▸ WHAT IS EXPECTED
Restate the records below word for word.

Records from a data collection
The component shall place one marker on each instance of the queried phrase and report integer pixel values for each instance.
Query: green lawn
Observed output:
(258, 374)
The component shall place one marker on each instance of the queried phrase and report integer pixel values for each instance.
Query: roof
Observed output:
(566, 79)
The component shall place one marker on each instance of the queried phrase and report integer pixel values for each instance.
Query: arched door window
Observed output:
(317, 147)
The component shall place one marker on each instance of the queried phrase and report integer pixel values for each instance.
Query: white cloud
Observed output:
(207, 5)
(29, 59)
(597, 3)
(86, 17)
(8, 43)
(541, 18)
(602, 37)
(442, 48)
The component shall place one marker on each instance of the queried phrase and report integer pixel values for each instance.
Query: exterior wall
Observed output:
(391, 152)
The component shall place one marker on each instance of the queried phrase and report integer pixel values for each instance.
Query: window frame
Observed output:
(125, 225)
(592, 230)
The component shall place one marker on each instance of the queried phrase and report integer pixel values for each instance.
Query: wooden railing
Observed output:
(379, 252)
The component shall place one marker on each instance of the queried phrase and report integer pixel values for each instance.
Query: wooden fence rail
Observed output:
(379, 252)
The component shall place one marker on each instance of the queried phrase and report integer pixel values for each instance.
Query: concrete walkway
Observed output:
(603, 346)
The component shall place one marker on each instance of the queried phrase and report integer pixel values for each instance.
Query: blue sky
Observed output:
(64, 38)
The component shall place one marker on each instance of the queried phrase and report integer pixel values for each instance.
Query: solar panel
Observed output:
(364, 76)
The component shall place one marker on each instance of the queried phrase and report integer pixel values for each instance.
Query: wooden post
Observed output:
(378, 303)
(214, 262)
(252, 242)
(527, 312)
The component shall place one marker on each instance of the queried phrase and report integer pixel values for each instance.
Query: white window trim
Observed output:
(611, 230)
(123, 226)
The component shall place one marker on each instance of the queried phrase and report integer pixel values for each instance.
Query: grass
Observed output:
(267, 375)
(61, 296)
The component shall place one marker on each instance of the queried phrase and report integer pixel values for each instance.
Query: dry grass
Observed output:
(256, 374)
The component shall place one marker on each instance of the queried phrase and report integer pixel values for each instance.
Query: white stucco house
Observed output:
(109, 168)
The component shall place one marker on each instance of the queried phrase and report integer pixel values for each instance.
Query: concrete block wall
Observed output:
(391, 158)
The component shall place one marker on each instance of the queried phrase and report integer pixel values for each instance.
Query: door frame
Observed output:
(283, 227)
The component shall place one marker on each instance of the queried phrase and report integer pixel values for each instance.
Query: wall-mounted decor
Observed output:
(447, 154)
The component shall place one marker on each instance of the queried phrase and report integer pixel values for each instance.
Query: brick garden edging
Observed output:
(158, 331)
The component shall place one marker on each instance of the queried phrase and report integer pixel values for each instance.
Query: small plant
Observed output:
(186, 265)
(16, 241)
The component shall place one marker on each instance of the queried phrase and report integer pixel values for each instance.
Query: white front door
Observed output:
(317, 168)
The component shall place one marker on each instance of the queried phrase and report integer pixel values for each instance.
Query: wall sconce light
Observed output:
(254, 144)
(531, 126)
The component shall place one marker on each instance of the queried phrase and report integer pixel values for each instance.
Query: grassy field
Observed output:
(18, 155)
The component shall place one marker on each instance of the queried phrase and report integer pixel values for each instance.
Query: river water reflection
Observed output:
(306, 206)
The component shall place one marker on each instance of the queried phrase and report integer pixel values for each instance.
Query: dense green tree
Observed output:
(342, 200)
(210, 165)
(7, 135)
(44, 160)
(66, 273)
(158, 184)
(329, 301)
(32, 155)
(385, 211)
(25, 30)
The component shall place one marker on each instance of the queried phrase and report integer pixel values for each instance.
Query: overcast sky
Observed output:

▸ THE COMPLETED TASK
The component shall place one marker on each instance of the queried phrase and report integer pixel values for each instance.
Query: green lawn
Observed output:
(258, 374)
The component shall place one marker on each instance of the queried phrase and report integer pixel values for each instance.
Query: roof
Observed output:
(566, 79)
The component shall place one marker on each instance of the queried phrase and report integer pixel values for each instance.
Query: arched door window
Observed output:
(317, 147)
The component shall place one marker on each instance of the queried phrase and report integer pixel values for each instance.
Query: white cloud
Observed output:
(207, 5)
(29, 59)
(597, 3)
(86, 17)
(8, 43)
(541, 18)
(602, 37)
(442, 48)
The component shall place one marker on each instance of the queried phrase and report integer pixel values for each instance.
Query: exterior wall
Observed output:
(391, 152)
The component shall place one marker on each instance of the queried phrase and report integer pixel values for each instance.
Query: window frame
Observed output:
(125, 225)
(592, 230)
The component shall place one marker on each instance of the queried phrase and report integer pixel values for each instance.
Query: wooden railing
Observed output:
(379, 252)
The component shall place one marker on each instance of the queried phrase and report integer pixel values for each instance.
Query: wooden fence rail
Observed output:
(379, 252)
The component shall place one marker on each instance of the queried phrase and report integer pixel values for each instance.
Query: concrete walkway
Observed output:
(603, 346)
The component shall place one marker on each instance of the queried phrase and report integer pixel values for each instance.
Query: blue sky
Observed output:
(64, 38)
The component shall place one marker on each instance of the queried phrase and report integer pixel values for each instance.
Query: solar panel
Observed output:
(364, 76)
The component shall place one marker on each instance of the queried phrase and report integer pixel values for each instance.
Query: wooden post
Observed output:
(378, 303)
(214, 262)
(252, 242)
(527, 312)
The component shall place one marker on each instance of the queried phrase and report integer pixel values for each instance.
Query: white window trim
Observed output:
(611, 230)
(123, 226)
The component shall place one marker on each instance of the queried phrase and report integer pixel values for each instance.
Query: grass
Observed output:
(267, 375)
(61, 296)
The component shall place one marker on each instance of the queried phrase and report integer pixel values for each instance.
Query: dry grass
Observed output:
(256, 374)
The component shall place one marker on each instance of the queried phrase and report integer pixel values for each instance.
Query: white stucco house
Observed output:
(109, 168)
The component shall place one marker on each instance of the queried phrase and report integer pixel values for each instance.
Query: concrete block wall
Observed output:
(391, 158)
The component shall place one marker on each instance of the queried phrase and report integer pixel values for each instance.
Query: door frame
Observed output:
(283, 227)
The component shall place one marker on each instance of the queried phrase and report integer pixel values for each instance.
Query: wall-mounted decor
Observed output:
(447, 154)
The component shall place one marker on each instance of the queried phrase and report integer pixel values for each instance.
Query: brick garden edging
Observed output:
(158, 331)
The component shall place one marker on each instance of the queried phrase and report integer pixel values for each instance.
Query: small plant
Observed output:
(186, 265)
(16, 241)
The component shall place one marker on each instance of the queried phrase and report integer pixel values for each instance.
Query: white front door
Observed output:
(317, 168)
The component shall place one marker on each instance of the queried phrase and report integer pixel values for each instance.
Query: wall sconce light
Observed output:
(254, 144)
(531, 126)
The component shall place one marker on each instance of the queried phrase and report integer pixel values for each instance.
Query: grassy field
Observed output:
(18, 155)
The component shall place one marker on each instance of the queried phrase and report integer pixel values for each instance.
Query: river water reflection
Observed output:
(306, 206)
The component shall place one marker on each instance of the queried phrase and report integer pixel values for each instance.
Query: dense green tree
Observed output:
(342, 200)
(210, 165)
(7, 135)
(44, 160)
(66, 273)
(158, 184)
(329, 301)
(32, 155)
(385, 211)
(25, 30)
The component shall place one marker on each instance of the queried phrase and report integer pixel values for each instance.
Query: overcast sky
Observed output:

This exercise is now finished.